TASK MATERIAL:

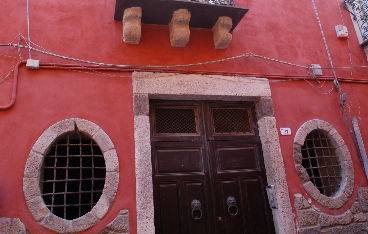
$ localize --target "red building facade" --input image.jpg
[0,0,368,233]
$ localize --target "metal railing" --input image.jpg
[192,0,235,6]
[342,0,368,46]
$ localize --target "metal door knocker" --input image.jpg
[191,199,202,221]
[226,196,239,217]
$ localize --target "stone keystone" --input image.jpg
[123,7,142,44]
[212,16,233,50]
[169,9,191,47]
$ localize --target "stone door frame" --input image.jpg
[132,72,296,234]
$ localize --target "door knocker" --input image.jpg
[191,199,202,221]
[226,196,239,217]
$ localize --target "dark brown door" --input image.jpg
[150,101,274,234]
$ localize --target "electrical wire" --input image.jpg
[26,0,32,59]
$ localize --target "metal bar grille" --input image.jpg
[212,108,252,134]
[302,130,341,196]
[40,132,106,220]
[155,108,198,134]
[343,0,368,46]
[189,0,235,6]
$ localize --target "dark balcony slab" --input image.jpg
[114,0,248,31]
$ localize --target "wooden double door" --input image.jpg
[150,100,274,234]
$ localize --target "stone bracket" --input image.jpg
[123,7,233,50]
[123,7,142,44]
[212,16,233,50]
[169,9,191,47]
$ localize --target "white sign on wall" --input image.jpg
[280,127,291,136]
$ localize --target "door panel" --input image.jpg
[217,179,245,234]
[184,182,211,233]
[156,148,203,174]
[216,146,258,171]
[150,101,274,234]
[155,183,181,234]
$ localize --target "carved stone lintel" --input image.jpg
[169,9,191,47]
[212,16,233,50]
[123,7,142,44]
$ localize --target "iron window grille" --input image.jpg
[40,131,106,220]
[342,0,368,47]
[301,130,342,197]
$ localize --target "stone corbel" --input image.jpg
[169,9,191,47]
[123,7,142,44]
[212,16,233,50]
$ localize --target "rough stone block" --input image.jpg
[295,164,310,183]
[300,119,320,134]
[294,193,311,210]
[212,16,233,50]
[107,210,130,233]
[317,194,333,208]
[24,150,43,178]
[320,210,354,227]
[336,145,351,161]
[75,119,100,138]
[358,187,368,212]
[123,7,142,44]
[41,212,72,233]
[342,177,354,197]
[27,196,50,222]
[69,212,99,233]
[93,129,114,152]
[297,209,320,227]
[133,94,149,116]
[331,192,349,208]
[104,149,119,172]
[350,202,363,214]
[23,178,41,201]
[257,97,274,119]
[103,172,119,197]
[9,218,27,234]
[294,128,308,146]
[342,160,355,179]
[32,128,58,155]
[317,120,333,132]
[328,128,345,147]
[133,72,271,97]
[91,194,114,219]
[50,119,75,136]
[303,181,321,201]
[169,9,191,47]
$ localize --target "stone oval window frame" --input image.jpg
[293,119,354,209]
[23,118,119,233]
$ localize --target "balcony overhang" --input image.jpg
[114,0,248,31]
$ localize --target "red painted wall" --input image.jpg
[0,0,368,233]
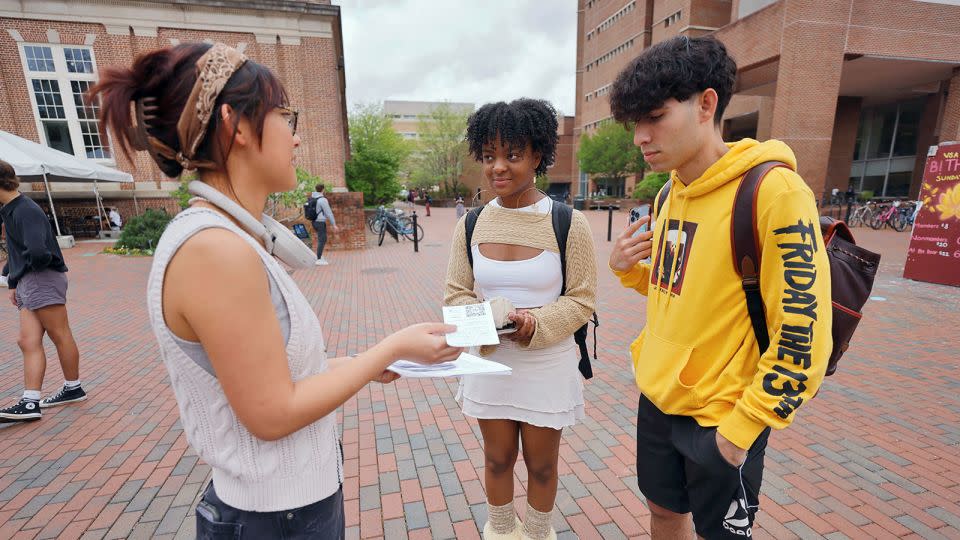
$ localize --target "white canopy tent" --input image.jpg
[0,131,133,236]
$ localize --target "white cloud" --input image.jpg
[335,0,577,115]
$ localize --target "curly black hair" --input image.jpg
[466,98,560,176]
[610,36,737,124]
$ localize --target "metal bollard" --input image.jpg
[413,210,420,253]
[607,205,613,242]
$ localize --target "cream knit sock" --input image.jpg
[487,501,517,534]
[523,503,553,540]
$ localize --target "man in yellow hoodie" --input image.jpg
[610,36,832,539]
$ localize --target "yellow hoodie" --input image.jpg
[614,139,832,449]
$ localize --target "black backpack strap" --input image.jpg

WHAT IS EXPECTED:
Reproduce every line of the records above word for word, omitting the pictures.

THE SOLUTION:
$ localize --target "red building facade" --input image.jpg
[0,0,368,233]
$ localize --target "metal railing" --input image.jpg
[192,0,235,6]
[342,0,368,46]
$ localize --target "metal door knocker" --input image.jpg
[191,199,202,221]
[226,196,239,217]
$ localize --target "stone keystone" --input image.jpg
[123,7,142,44]
[212,16,233,50]
[169,9,191,47]
$ localize --target "stone door frame" --input image.jpg
[132,72,296,234]
$ localize --target "door knocker" --input image.jpg
[191,199,202,221]
[226,196,239,217]
$ localize --target "dark brown door" --input image.jpg
[150,101,274,234]
$ localize --target "electrical wire" --input image.jpg
[26,0,32,59]
$ localize --target "metal bar grille" --input image.jpg
[212,108,252,134]
[302,130,341,196]
[40,132,106,220]
[155,108,198,134]
[343,0,368,46]
[189,0,235,6]
$ localize --target "dark balcony slab" --input image.jpg
[114,0,248,31]
$ localize --target "wooden double door" --input image.jpg
[150,100,274,234]
$ localize --target "stone bracket" --input image.jpg
[123,7,233,50]
[123,7,142,44]
[212,16,233,50]
[169,9,191,47]
$ localize --target "white sign on wall" --input image.jpg
[280,127,291,136]
$ localize --target "door panel" --input image.jpg
[217,179,245,234]
[184,182,211,233]
[156,148,203,174]
[216,146,258,171]
[150,101,274,234]
[155,183,181,234]
$ localize --target "carved stone lintel" --input image.jpg
[169,9,191,47]
[212,16,233,50]
[123,7,142,44]
$ localize --target "iron window grille" --input image.jpg
[40,131,106,220]
[342,0,368,47]
[301,130,342,197]
$ localize --target "stone corbel" --input image.jpg
[169,9,191,47]
[123,7,142,44]
[212,16,233,50]
$ localize --target "rough stone block" --input image.jpg
[295,164,310,183]
[300,119,320,134]
[294,193,311,210]
[212,16,233,50]
[107,210,130,233]
[317,194,333,208]
[24,150,43,178]
[320,210,354,227]
[336,145,351,161]
[75,119,100,138]
[358,187,368,212]
[123,7,142,44]
[41,212,72,233]
[342,177,354,197]
[27,196,50,222]
[69,212,99,233]
[93,129,114,152]
[297,209,320,227]
[133,94,149,116]
[331,192,349,208]
[104,149,119,172]
[350,202,363,214]
[23,178,41,201]
[257,97,274,119]
[103,172,119,197]
[9,218,27,234]
[294,128,308,146]
[342,160,355,179]
[32,128,58,155]
[317,120,333,132]
[328,128,345,147]
[133,72,271,97]
[91,194,114,219]
[50,119,75,136]
[303,181,321,201]
[169,9,191,47]
$ localize --target "stone oval window frame" --input image.jpg
[293,119,354,209]
[23,118,119,233]
$ localize --target "balcony overhang" --input image.jpg
[114,0,248,31]
$ localize --target "red painted wall" --input image.jpg
[0,0,368,233]
$ localize --target "white canopy tent" --input image.jpg
[0,131,133,236]
$ localize --target "white cloud" --input image.jpg
[335,0,577,115]
$ localize --target "curly black hair" --input image.jpg
[466,98,560,176]
[610,36,737,124]
$ localize --target "metal bollard" --input image.jpg
[413,210,420,253]
[607,205,613,242]
$ localize --target "cream knit sock" --input image.jpg
[487,501,517,534]
[523,503,553,540]
$ localize --target "man in yellow hoodie" --input image.jpg
[610,36,832,539]
$ localize --target "yellow hoodie" --input image.jpg
[614,139,832,449]
$ localize --target "black backpack strap" --input image.jpg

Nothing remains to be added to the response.